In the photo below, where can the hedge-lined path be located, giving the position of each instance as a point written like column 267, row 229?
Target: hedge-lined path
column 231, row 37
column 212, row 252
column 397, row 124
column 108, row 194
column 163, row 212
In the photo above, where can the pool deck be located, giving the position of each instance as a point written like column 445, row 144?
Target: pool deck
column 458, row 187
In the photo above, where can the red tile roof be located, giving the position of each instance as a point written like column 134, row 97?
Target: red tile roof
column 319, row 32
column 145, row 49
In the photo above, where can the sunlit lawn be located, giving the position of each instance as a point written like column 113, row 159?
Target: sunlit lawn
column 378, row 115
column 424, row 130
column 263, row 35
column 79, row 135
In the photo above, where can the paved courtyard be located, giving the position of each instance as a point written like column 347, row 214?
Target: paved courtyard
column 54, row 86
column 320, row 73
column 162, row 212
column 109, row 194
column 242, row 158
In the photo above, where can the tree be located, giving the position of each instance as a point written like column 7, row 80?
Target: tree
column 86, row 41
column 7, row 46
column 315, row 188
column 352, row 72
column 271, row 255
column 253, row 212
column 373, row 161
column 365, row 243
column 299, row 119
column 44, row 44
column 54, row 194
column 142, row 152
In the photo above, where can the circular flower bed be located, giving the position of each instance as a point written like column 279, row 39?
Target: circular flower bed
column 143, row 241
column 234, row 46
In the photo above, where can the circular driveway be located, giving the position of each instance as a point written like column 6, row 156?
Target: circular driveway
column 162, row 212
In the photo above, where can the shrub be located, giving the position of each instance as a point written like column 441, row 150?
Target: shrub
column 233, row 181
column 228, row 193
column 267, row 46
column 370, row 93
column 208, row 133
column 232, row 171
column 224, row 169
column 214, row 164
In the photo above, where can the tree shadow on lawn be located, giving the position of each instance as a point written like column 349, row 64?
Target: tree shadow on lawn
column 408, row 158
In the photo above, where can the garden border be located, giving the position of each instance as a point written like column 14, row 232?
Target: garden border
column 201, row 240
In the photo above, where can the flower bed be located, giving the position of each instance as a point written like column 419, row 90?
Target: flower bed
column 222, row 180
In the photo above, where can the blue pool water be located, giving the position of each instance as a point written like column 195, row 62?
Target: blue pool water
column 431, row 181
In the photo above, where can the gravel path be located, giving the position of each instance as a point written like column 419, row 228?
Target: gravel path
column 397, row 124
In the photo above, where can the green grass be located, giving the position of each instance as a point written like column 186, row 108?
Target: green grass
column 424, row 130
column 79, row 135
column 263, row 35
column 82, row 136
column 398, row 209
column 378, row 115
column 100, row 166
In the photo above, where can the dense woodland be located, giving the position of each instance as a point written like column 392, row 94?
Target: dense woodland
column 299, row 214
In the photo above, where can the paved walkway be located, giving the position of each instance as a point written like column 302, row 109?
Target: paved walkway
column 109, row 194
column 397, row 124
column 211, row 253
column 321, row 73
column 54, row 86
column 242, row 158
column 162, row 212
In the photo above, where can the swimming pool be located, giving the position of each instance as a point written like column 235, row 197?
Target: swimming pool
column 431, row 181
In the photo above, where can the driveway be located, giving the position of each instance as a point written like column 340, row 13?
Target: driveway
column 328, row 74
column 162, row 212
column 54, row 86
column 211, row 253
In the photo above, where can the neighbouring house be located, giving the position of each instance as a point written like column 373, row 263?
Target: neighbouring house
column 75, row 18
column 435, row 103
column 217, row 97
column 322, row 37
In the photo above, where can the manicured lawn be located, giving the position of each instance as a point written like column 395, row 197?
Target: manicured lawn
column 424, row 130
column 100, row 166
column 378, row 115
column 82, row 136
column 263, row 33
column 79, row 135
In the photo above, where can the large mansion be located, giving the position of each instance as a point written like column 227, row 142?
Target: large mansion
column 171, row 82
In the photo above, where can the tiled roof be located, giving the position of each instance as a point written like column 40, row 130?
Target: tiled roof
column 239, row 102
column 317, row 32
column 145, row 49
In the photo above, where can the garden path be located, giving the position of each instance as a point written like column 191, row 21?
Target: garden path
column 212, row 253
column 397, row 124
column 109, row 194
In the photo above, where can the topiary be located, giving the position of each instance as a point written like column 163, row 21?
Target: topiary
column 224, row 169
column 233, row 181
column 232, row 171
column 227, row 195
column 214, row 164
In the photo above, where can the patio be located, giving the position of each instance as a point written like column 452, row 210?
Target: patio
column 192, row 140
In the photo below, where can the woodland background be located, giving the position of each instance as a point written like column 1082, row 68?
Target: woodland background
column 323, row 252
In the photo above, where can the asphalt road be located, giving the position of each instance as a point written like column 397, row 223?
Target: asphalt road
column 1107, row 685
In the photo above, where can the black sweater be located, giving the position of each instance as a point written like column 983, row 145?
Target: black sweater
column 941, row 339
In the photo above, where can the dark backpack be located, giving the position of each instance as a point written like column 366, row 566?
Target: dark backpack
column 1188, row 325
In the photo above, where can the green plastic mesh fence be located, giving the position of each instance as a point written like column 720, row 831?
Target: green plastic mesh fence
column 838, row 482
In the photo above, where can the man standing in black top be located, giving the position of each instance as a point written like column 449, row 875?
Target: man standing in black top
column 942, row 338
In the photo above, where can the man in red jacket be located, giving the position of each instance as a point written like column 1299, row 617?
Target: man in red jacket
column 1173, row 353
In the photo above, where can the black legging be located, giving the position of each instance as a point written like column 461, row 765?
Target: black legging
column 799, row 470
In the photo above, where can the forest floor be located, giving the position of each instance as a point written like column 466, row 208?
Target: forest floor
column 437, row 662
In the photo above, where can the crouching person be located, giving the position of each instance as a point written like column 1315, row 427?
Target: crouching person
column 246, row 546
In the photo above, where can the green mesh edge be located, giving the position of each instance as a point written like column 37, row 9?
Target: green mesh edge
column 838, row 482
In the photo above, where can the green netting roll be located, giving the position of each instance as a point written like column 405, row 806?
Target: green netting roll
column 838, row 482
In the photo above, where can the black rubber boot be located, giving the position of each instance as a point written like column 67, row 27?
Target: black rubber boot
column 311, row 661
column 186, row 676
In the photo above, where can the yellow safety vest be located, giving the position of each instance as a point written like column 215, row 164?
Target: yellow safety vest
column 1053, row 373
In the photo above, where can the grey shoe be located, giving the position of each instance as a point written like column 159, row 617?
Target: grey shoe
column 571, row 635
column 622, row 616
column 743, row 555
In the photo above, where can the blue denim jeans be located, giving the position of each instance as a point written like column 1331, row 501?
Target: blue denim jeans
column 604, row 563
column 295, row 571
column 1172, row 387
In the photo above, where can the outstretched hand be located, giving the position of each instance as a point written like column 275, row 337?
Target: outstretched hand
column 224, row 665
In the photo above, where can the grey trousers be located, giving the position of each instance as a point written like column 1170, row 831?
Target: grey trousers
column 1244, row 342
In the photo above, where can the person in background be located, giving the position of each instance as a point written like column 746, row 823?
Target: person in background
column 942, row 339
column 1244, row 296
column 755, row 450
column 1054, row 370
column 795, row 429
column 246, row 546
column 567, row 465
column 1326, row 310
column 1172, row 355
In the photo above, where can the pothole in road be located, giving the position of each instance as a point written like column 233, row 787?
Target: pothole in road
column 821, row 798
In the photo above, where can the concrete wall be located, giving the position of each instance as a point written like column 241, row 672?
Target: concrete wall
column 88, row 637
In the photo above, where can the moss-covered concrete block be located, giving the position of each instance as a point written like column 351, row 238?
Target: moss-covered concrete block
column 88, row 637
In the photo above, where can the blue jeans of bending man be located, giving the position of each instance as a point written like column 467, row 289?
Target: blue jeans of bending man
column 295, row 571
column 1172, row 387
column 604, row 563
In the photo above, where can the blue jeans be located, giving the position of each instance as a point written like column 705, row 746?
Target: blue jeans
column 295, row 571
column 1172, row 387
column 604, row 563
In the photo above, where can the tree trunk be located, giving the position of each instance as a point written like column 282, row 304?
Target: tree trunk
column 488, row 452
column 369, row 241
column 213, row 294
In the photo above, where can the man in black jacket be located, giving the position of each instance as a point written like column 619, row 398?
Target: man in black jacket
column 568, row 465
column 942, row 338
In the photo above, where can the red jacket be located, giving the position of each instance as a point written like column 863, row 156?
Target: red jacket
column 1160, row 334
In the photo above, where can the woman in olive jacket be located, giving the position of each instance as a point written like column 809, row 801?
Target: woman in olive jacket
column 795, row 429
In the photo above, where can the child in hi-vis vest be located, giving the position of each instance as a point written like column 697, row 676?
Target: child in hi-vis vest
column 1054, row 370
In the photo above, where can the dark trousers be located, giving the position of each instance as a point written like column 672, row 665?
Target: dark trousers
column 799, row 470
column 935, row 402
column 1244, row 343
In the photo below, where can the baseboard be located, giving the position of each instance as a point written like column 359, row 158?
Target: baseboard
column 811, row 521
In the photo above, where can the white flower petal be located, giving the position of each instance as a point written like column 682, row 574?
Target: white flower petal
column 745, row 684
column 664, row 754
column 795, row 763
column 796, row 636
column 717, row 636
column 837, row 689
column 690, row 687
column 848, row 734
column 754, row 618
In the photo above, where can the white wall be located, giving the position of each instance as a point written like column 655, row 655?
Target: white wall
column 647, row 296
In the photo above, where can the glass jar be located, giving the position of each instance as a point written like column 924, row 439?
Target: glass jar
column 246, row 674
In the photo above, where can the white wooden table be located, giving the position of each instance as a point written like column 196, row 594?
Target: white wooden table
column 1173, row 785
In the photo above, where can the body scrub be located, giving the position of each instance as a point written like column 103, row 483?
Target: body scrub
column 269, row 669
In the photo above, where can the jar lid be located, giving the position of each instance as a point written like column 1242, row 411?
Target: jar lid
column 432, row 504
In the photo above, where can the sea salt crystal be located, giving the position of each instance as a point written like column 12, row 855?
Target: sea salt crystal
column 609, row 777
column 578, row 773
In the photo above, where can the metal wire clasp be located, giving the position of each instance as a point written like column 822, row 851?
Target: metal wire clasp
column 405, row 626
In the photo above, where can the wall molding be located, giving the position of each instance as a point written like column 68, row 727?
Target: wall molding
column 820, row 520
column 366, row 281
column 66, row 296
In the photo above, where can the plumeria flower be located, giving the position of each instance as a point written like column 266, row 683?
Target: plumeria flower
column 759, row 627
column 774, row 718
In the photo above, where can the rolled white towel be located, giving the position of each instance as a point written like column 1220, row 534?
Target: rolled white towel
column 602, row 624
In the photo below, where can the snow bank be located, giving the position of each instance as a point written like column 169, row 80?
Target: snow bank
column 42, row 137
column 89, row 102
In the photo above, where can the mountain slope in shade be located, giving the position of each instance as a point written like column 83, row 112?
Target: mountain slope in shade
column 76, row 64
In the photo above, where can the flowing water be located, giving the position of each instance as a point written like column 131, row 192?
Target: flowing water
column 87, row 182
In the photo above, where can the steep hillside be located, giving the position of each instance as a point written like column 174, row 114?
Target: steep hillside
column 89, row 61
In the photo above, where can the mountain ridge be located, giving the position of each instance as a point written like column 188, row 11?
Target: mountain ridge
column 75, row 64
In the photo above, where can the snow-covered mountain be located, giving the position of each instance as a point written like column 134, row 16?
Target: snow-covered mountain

•••

Please retype the records word for word, starting with the line that contains "In the photo above, where can the flower" and continuing through the line that contains "column 299, row 214", both included.

[RESULT OF THE EXERCISE]
In the photo above, where can the flower bed be located, giving the position of each instance as a point written like column 419, row 90?
Target: flower bed
column 222, row 180
In the photo above, where can the blue pool water be located, giving the position of each instance as a point written like column 195, row 62?
Target: blue pool water
column 431, row 181
In the photo above, where can the gravel path be located, giving the position of each instance as a point written like column 419, row 228?
Target: gravel path
column 397, row 124
In the photo above, where can the green grass be located, giving the position of each instance as a point written like column 186, row 108?
Target: green grass
column 424, row 130
column 79, row 135
column 263, row 35
column 82, row 136
column 398, row 209
column 378, row 115
column 100, row 166
In the photo above, where can the dense woodland be located, giving the position of each instance as a point written like column 392, row 94?
Target: dense woodland
column 299, row 214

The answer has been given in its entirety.